(Records from a data collection)

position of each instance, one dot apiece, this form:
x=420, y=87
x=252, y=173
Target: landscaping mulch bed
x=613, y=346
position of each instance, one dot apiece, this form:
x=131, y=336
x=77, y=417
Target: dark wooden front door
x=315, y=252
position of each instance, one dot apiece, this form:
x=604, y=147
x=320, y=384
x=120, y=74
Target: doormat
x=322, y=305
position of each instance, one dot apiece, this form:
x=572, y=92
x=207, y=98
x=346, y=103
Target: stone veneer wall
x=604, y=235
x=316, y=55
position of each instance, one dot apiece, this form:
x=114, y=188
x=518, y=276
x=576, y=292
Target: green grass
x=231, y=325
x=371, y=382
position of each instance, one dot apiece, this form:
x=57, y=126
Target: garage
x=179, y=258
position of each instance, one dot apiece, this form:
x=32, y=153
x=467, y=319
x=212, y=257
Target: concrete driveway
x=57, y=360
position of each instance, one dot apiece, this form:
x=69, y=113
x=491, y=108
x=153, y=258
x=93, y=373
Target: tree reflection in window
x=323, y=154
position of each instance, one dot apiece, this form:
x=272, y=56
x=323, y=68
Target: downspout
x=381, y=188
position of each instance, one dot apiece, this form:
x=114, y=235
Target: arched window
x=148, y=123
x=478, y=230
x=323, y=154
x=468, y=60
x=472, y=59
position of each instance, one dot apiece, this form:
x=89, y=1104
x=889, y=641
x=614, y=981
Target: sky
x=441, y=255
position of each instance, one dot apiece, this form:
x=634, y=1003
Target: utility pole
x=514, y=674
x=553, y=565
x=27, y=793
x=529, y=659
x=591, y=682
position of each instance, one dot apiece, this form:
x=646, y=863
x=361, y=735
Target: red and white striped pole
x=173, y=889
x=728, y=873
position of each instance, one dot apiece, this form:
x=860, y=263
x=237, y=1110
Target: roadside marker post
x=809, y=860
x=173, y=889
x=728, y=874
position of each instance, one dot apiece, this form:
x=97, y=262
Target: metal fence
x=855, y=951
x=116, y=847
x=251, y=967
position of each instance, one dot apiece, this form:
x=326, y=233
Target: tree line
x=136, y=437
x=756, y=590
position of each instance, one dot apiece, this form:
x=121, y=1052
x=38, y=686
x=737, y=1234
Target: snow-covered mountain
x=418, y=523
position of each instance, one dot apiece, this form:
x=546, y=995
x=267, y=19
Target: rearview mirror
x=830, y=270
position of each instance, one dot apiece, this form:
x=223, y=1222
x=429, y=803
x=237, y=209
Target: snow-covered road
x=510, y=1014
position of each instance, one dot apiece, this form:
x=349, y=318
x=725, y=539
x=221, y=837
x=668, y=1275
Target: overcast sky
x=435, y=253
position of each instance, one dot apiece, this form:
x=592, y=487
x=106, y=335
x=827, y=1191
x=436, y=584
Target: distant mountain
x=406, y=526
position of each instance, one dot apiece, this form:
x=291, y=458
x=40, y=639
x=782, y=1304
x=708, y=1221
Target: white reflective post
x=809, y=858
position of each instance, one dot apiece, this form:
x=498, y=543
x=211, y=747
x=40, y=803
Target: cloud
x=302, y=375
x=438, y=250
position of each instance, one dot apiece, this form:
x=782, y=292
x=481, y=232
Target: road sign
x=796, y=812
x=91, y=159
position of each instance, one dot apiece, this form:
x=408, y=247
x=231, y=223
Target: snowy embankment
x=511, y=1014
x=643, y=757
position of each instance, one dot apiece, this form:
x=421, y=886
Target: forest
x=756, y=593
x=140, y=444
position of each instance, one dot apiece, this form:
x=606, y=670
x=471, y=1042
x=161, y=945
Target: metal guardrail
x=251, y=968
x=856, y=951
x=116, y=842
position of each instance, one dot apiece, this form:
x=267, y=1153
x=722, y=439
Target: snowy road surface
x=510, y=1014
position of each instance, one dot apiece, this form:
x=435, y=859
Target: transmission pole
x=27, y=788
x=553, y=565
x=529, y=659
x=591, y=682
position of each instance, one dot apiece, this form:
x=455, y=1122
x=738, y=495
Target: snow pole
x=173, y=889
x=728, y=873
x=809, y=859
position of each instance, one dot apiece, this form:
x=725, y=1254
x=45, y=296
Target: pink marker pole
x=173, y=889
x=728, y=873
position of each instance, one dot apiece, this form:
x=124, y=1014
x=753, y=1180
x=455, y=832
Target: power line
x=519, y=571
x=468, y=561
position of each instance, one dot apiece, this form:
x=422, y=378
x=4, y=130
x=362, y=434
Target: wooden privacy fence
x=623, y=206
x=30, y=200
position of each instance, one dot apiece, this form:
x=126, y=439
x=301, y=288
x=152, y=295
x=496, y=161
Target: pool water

▶ _To do_
Transcribe all the entries, keeping each one exactly as it is.

▶ _Complete output_
position of each instance, one dot apiece, this form:
x=420, y=87
x=252, y=173
Target: landscaping mulch bed
x=613, y=346
position of each instance, one dot apiece, this form:
x=131, y=336
x=77, y=417
Target: dark wooden front door
x=315, y=252
position of each instance, one dot apiece, this form:
x=604, y=147
x=320, y=384
x=120, y=74
Target: doormat
x=322, y=305
position of each instance, one dot apiece, this form:
x=572, y=92
x=207, y=98
x=346, y=103
Target: stone veneer wall
x=604, y=235
x=316, y=55
position of each instance, one dot apiece, this form:
x=114, y=188
x=518, y=276
x=576, y=292
Target: green grass
x=231, y=325
x=371, y=382
position of each instance, one dot apiece, this form:
x=57, y=126
Target: garage
x=179, y=258
position of each instance, one dot apiece, this form:
x=32, y=153
x=467, y=319
x=212, y=257
Target: concrete driveway
x=57, y=360
position of each instance, one dot apiece, this form:
x=69, y=113
x=491, y=108
x=153, y=258
x=93, y=373
Target: tree reflection in window
x=323, y=154
position of each instance, one dot apiece, this form:
x=272, y=56
x=323, y=68
Target: downspout
x=381, y=188
position of each instance, one dot apiece, this form:
x=114, y=235
Target: arched window
x=148, y=123
x=478, y=230
x=323, y=154
x=468, y=60
x=472, y=59
position of each instance, one dot apiece, this form:
x=89, y=1104
x=889, y=641
x=614, y=981
Target: sky
x=441, y=255
position of each instance, one dot apiece, this form:
x=634, y=1003
Target: utility pole
x=514, y=674
x=553, y=565
x=27, y=793
x=529, y=659
x=591, y=682
position of each instance, one dot apiece, this form:
x=646, y=863
x=361, y=735
Target: red and white striped pole
x=173, y=889
x=728, y=873
position of each instance, one dot apiece, this form:
x=860, y=263
x=237, y=1110
Target: roadside marker post
x=809, y=860
x=173, y=889
x=728, y=874
position of each instance, one dot apiece, this form:
x=97, y=262
Target: metal fence
x=855, y=951
x=116, y=847
x=251, y=967
position of each instance, one dot apiece, this form:
x=326, y=233
Target: tree line
x=136, y=437
x=756, y=590
position of each instance, one dot apiece, this form:
x=121, y=1052
x=38, y=686
x=737, y=1234
Target: snow-covered mountain
x=418, y=523
position of each instance, one dot apiece, this form:
x=546, y=995
x=267, y=19
Target: rearview mirror
x=830, y=270
position of each instance, one dot apiece, this form:
x=223, y=1222
x=429, y=803
x=237, y=209
Target: snow-covered road
x=510, y=1014
position of each instance, one dot apiece, this form:
x=349, y=318
x=725, y=539
x=221, y=837
x=668, y=1275
Target: overcast sky
x=435, y=253
position of each instance, one dot apiece, this form:
x=592, y=487
x=106, y=335
x=827, y=1191
x=436, y=584
Target: distant mountain
x=406, y=526
position of each instance, one dot apiece, this form:
x=291, y=458
x=40, y=639
x=782, y=1304
x=708, y=1221
Target: white reflective post
x=809, y=858
position of each instance, one dot apiece, this form:
x=498, y=543
x=211, y=747
x=40, y=803
Target: cloud
x=302, y=375
x=438, y=250
position of each instance, one dot apiece, this form:
x=782, y=292
x=481, y=232
Target: road sign
x=796, y=812
x=91, y=159
position of each instance, one dot apiece, this form:
x=408, y=247
x=231, y=223
Target: snowy embankment
x=511, y=1014
x=643, y=757
position of each instance, one dot apiece, this form:
x=421, y=886
Target: forest
x=756, y=593
x=140, y=444
position of each instance, one dot apiece, this form:
x=606, y=670
x=471, y=1042
x=161, y=945
Target: metal guardrail
x=251, y=968
x=856, y=951
x=116, y=842
position of each instance, one dot apiece, this form:
x=267, y=1153
x=722, y=439
Target: snowy road surface
x=510, y=1014
position of each instance, one dot apiece, this form:
x=435, y=859
Target: transmission pole
x=27, y=788
x=553, y=565
x=529, y=659
x=591, y=682
position of each instance, one dot apiece, this form:
x=455, y=1122
x=738, y=495
Target: snow pole
x=173, y=889
x=728, y=873
x=809, y=859
position of each instance, one dot apiece, this form:
x=725, y=1254
x=45, y=296
Target: pink marker pole
x=173, y=889
x=728, y=873
position of each instance, one dot apiece, this form:
x=124, y=1014
x=753, y=1180
x=455, y=832
Target: power line
x=519, y=571
x=468, y=561
position of each instance, one dot apiece, this form:
x=422, y=378
x=4, y=130
x=362, y=434
Target: wooden privacy fence
x=623, y=206
x=30, y=200
position of each instance, one dot apiece, this form:
x=126, y=439
x=301, y=288
x=152, y=295
x=496, y=161
Target: pool water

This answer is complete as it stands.